[START Data listing]
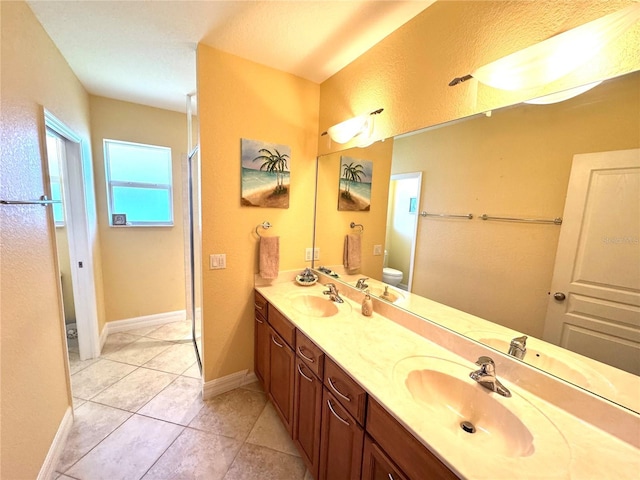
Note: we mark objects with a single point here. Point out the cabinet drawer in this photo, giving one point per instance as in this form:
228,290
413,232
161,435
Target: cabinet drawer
283,326
310,354
350,395
260,306
407,453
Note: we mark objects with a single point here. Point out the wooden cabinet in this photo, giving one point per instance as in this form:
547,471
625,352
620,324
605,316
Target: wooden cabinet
376,465
406,452
325,410
341,442
351,395
281,368
307,414
262,340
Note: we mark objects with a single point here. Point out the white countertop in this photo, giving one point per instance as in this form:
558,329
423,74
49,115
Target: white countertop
370,349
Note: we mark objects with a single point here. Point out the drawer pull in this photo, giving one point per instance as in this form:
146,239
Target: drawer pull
333,387
302,373
336,415
310,360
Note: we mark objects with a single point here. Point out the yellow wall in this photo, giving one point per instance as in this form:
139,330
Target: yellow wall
516,164
143,267
335,224
35,391
241,99
408,72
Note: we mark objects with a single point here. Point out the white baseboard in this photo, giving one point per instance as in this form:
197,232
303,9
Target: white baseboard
227,383
57,446
141,322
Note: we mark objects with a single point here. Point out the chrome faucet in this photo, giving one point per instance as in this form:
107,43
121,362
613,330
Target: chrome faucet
333,293
486,376
518,347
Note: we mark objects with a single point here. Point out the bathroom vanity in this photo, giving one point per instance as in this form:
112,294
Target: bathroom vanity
389,396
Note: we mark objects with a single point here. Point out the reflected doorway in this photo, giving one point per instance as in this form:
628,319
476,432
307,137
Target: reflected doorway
402,225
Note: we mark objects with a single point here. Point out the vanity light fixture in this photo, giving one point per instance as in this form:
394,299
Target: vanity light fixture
551,59
361,126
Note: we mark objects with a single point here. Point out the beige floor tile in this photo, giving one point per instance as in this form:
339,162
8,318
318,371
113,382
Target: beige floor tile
193,371
175,359
256,462
139,352
116,341
172,332
255,386
231,414
134,390
196,455
128,452
179,403
92,423
90,381
269,431
75,364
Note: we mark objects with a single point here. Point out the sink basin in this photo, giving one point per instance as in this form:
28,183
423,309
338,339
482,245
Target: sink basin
474,423
393,294
317,306
454,398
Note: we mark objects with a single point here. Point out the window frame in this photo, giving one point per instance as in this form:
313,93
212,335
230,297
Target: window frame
110,184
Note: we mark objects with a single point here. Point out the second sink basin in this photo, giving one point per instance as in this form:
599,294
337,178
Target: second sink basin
317,306
473,422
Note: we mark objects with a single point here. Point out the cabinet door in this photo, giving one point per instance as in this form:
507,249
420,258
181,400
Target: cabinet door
262,339
307,414
376,465
281,368
340,443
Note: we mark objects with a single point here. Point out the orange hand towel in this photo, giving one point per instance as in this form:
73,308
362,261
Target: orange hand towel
269,257
352,255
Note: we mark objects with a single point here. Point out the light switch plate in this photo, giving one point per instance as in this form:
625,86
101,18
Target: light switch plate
217,261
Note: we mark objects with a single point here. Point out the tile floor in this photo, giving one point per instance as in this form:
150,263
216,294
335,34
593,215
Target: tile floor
138,414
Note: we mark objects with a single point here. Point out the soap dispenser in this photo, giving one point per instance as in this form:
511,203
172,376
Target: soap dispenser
367,304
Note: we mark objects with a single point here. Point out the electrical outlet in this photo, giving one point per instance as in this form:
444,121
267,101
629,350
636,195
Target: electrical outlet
217,261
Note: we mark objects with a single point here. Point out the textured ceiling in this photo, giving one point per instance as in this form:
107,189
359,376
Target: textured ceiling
144,51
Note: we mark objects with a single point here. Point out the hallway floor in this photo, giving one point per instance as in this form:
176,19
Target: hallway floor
139,415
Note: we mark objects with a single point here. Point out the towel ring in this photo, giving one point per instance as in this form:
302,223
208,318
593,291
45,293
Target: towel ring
266,225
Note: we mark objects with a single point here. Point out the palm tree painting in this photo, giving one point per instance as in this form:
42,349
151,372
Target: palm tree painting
354,187
265,174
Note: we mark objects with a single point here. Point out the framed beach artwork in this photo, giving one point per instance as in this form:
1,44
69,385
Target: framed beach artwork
265,174
354,192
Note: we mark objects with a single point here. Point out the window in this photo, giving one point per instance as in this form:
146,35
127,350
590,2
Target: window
55,157
139,183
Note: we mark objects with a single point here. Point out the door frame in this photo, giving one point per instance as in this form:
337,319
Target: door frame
80,219
414,239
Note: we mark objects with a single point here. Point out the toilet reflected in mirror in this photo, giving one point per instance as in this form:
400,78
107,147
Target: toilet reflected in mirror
390,275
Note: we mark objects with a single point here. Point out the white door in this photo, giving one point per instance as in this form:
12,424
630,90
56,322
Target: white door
594,305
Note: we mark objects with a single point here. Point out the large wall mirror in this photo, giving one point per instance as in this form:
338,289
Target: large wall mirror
512,163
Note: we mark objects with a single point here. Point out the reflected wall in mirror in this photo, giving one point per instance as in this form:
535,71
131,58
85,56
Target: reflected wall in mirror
514,163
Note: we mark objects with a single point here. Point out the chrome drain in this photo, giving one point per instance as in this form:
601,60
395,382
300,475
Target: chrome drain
468,427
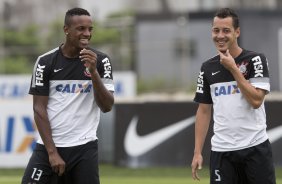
[END Data listing]
What is needed | Which lines in the items above contain the string "artwork"? Return each of those lines, and treat case as significant.

Response to the task |
Note: we mark objects with a single point here. Point out the framed beach artwork in this photo, giving one point per instance as in this form:
Target: framed beach artwork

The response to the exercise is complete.